**Job A:**
List every person named in the excerpt on Indonesia and Brazil below.

**Excerpt:**
__________________________________________________

The following year, 11,000 miles away, the Indonesian Communist Party, or PKI, the largest in the world outside of China and the Soviet Union, was targeted in an exhaustive and extremely brutal crackdown. The PKI had played an influential, if not leading, role in national politics since its creation in 1914 and had been, Bevins explains, “part of Sukarno’s new Indonesia.” The 1965–66 massacre decimated the party faithful but did not stop there. Members of the PKI and countless others were swept up in a murderous dragnet that forever reshaped Indonesian society. Although around a quarter of the country was affiliated with the PKI, after the killings began, very few would admit to any association with the party. This disavowal was precisely the intent of the violence. In a brutally swift transition, the country that had led the charge for Third World development outside the strict binary of the Cold War fell under the sway of the ruthless pro-U.S. General Suharto.

The brutal regimes in Brazil and Indonesia would inspire similar movements in nearby countries—such as Chile in 1973 and East Timor in 1975—resulting in a transnational web of surveillance, torture, disappearances, and murder. In brisk but assured prose, Bevins recounts how Brazil and Indonesia became “the best allies that Washington’s foreign interventions had ever created.” The ruinous legacy of these policies, more than the specific acts of unspeakable violence that they engendered, is the book’s main subject.

__________________________________________________

**Material to process:**

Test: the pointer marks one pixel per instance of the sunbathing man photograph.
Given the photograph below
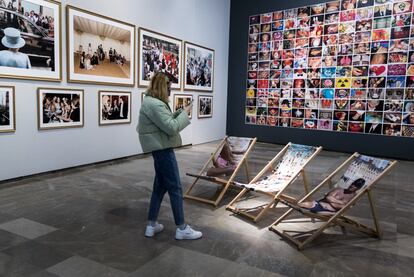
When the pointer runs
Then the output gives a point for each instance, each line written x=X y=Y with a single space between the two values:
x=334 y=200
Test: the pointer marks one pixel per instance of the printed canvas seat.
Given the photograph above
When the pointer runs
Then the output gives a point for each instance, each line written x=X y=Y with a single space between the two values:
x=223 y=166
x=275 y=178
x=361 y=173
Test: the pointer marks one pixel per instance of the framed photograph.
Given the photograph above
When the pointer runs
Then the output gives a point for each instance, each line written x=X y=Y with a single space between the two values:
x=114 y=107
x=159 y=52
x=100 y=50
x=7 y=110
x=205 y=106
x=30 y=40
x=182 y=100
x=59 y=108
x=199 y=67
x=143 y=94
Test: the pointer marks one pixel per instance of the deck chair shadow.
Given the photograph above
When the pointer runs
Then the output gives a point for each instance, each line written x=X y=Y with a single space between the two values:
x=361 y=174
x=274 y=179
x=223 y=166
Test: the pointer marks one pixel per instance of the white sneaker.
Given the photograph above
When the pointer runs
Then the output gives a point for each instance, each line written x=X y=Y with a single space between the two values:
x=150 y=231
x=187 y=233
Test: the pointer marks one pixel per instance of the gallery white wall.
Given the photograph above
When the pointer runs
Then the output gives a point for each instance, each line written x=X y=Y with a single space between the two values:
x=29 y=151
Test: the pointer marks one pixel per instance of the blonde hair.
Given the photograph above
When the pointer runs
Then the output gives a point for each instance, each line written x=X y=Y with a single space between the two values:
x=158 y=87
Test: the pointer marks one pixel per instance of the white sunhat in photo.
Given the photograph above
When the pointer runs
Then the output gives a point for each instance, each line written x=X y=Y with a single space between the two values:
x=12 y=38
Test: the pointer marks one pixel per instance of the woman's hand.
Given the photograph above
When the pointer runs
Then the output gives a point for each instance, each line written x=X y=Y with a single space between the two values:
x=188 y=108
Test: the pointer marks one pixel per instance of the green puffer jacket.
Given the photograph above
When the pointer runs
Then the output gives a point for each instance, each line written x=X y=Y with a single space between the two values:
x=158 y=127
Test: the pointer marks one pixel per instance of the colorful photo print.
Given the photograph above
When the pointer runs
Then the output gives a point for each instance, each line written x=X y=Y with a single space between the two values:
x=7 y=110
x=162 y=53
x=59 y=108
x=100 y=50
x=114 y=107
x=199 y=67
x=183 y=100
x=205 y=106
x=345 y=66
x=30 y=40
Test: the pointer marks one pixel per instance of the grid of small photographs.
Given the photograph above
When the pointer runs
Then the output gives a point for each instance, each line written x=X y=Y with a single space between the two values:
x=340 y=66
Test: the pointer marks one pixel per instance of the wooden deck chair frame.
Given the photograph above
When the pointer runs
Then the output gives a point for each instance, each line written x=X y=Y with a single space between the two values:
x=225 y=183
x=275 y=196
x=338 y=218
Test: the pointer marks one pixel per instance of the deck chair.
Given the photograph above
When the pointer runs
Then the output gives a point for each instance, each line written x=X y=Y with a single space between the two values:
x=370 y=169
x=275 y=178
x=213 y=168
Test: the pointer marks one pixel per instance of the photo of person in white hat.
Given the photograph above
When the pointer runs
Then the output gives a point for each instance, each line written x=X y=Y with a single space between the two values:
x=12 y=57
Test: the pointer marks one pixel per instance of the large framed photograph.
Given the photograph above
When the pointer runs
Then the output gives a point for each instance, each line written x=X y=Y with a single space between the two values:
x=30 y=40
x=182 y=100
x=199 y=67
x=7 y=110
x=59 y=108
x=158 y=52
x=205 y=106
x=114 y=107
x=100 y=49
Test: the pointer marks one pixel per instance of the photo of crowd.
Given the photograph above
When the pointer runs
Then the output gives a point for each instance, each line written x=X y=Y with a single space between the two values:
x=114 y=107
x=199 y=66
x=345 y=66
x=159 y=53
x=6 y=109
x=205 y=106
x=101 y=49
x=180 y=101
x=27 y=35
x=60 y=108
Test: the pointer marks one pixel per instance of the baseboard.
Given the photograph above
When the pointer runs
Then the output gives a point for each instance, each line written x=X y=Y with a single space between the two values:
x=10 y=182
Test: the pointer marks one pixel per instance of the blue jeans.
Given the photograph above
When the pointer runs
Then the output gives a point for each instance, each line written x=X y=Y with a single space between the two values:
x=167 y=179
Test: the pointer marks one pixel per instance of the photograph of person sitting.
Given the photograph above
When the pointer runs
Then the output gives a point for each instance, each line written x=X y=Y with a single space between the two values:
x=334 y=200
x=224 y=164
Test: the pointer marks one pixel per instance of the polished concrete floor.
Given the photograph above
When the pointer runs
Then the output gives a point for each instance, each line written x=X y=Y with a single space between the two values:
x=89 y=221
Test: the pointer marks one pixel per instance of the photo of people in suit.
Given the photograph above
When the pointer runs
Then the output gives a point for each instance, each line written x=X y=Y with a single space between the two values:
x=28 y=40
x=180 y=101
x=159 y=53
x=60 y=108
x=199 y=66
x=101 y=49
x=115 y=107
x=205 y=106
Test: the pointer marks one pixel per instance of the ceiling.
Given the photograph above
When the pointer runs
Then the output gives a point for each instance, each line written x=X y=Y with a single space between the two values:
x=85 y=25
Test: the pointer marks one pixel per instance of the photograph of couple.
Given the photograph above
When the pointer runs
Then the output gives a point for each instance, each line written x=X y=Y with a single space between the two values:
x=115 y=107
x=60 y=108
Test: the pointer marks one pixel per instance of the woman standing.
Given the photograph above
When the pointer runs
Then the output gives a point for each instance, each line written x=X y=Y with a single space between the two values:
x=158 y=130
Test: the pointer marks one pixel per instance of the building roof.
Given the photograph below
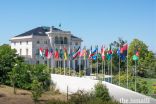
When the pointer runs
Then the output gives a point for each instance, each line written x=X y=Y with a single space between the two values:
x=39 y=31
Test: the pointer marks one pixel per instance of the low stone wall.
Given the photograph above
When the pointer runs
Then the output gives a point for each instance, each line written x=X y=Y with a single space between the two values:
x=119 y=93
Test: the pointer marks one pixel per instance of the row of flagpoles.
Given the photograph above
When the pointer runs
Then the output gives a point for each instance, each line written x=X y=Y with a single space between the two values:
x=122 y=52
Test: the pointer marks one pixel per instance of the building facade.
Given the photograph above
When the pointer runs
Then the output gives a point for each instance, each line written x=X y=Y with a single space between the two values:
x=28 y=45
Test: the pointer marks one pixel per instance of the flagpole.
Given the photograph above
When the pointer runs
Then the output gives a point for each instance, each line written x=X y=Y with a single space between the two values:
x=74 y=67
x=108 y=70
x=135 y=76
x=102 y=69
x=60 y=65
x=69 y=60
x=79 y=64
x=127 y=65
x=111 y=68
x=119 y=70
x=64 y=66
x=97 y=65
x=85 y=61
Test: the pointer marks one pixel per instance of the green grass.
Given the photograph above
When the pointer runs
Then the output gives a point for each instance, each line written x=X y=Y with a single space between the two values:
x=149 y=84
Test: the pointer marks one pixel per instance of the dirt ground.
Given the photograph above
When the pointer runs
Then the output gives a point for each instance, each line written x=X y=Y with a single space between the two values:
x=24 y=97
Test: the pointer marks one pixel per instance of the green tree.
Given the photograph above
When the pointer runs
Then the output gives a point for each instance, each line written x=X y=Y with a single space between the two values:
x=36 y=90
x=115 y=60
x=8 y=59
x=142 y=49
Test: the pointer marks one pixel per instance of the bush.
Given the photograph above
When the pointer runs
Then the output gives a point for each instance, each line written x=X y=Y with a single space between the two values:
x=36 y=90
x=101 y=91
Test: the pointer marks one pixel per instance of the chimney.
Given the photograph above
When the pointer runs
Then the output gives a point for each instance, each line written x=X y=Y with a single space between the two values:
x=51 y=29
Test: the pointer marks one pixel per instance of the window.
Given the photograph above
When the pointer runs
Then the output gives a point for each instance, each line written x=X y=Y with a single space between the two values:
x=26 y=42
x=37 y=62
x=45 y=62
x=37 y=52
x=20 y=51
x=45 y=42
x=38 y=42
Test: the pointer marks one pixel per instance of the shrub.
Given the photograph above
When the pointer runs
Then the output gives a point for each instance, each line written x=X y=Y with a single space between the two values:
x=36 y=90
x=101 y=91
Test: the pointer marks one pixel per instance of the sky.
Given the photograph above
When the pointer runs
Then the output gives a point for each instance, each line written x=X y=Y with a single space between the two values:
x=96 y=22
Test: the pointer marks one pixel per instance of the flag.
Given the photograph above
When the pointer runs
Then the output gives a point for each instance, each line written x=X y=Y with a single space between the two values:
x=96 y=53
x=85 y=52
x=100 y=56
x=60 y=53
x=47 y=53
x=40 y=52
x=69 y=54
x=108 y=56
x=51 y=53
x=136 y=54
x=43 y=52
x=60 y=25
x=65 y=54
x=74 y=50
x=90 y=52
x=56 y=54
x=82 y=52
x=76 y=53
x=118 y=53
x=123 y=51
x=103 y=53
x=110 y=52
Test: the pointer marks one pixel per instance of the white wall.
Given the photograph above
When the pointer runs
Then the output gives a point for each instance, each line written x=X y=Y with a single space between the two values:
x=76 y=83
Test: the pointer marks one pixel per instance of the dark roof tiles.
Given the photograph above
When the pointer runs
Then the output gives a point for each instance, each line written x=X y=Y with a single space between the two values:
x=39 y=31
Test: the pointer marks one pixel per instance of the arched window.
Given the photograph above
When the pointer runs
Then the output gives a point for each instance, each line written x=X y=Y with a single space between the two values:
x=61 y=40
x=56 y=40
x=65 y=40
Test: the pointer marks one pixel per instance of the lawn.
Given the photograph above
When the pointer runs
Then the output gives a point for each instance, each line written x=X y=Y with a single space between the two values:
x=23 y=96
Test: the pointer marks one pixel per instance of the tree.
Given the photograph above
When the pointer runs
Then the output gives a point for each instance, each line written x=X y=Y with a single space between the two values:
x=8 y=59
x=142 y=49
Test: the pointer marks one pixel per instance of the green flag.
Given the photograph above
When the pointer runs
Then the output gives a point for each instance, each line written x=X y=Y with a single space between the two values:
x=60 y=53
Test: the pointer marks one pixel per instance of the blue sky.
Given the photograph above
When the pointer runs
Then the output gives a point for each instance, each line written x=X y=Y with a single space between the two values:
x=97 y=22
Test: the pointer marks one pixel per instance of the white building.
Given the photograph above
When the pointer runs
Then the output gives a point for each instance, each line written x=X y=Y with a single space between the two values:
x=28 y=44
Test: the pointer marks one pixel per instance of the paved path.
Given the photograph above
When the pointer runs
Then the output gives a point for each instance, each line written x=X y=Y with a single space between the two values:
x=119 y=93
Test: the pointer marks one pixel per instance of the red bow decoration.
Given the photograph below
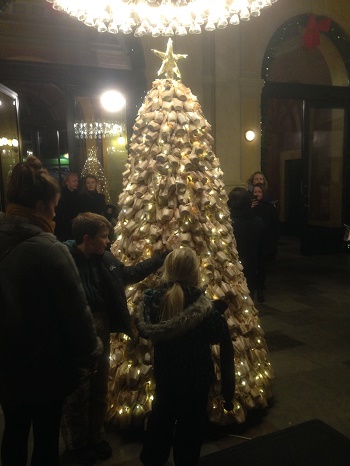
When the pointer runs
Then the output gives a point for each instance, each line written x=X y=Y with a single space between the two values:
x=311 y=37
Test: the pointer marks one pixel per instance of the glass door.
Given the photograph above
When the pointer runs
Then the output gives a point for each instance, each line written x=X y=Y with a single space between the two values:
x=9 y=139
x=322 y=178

__________________________________________________

**Job B:**
In the entries, substitute "marker" for "pointer" from the line with "deck chair shadow." up to and including the line with "x=361 y=174". Give back only those lines, with nothing else changed.

**Full solution A:**
Bevins
Sukarno
General Suharto

**Full solution B:**
Test: the marker marks one pixel per instance of the deck chair shadow.
Given the photograph above
When the marker runs
Then the output gives a point for each instance, each line written x=X y=Y with a single space between the two values:
x=361 y=174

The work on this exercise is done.